Task prompt
Give back all the data exactly as it was written.

Material for this exercise
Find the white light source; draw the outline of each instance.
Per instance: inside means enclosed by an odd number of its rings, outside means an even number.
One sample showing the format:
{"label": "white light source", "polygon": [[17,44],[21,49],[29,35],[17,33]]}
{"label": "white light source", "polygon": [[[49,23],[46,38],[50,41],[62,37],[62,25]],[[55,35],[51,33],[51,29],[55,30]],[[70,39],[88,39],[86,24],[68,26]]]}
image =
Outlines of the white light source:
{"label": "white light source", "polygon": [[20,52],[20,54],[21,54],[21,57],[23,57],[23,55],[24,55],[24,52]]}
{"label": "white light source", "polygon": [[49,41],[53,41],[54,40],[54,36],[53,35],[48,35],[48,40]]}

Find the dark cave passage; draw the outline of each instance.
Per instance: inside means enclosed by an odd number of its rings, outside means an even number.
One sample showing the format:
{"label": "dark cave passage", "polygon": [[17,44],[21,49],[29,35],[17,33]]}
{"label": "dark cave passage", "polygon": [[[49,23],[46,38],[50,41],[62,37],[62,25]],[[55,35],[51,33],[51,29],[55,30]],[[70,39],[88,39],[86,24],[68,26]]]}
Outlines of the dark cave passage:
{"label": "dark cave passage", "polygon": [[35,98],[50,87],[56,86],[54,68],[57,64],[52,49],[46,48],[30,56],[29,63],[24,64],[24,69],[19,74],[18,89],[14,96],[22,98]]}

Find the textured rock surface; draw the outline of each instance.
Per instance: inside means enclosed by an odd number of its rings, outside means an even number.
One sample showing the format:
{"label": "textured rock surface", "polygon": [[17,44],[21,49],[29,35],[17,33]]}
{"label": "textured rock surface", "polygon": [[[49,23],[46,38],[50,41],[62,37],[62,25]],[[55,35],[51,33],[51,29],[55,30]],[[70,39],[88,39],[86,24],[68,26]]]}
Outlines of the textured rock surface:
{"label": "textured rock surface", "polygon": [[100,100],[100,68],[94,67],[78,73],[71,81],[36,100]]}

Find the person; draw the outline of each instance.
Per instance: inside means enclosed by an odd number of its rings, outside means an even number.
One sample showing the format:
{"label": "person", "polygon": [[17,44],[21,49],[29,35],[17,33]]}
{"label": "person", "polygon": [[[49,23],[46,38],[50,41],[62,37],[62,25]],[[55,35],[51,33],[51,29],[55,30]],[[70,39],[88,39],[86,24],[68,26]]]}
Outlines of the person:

Answer to this problem
Find the white light source; draw the outline of each instance.
Per instance: inside means enclosed by an odd number of its rings, outside means an even number.
One sample showing the format:
{"label": "white light source", "polygon": [[17,44],[21,49],[29,35],[17,33]]}
{"label": "white light source", "polygon": [[[49,23],[46,38],[50,41],[62,37],[62,25]],[[55,35],[51,33],[51,29],[55,30]],[[70,39],[88,39],[86,24],[68,26]]]}
image =
Outlines of the white light source:
{"label": "white light source", "polygon": [[20,52],[20,54],[21,54],[21,57],[23,57],[23,55],[24,55],[24,52]]}
{"label": "white light source", "polygon": [[49,41],[53,41],[54,40],[54,36],[53,35],[48,35],[48,40]]}

Find the dark cave passage; draw the outline of each instance.
Per instance: inside means enclosed by an odd number of its rings, outside means an even number.
One sample showing the format:
{"label": "dark cave passage", "polygon": [[17,44],[21,49],[29,35],[17,33]]}
{"label": "dark cave passage", "polygon": [[[49,23],[46,38],[50,41],[62,37],[62,25]],[[55,35],[51,33],[51,29],[55,30]],[[70,39],[88,39],[86,24],[68,26]]]}
Outlines of the dark cave passage:
{"label": "dark cave passage", "polygon": [[35,98],[50,87],[56,86],[54,68],[57,64],[52,49],[46,48],[30,56],[29,63],[24,64],[24,69],[19,74],[18,89],[14,96],[22,98]]}

Find the textured rock surface; draw the outline of each instance.
Per instance: inside means enclosed by an odd number of its rings, outside means an even number.
One sample showing the format:
{"label": "textured rock surface", "polygon": [[17,44],[21,49],[29,35],[17,33]]}
{"label": "textured rock surface", "polygon": [[[49,23],[46,38],[50,41],[62,37],[62,25]],[[55,35],[51,33],[51,29],[55,30]],[[70,39],[88,39],[86,24],[68,26]]]}
Outlines of the textured rock surface:
{"label": "textured rock surface", "polygon": [[100,100],[100,68],[94,67],[78,73],[71,81],[36,100]]}

Find the person; draw the outline of each instance.
Per instance: inside means enclosed by an odd number of its rings, outside means an even number.
One sample showing the format:
{"label": "person", "polygon": [[17,44],[21,49],[29,35],[17,33]]}
{"label": "person", "polygon": [[[49,23],[46,38],[50,41],[62,37],[62,25]],[[55,35],[51,33],[51,29],[55,30]],[[70,39],[88,39],[86,24],[68,26]]]}
Outlines of the person:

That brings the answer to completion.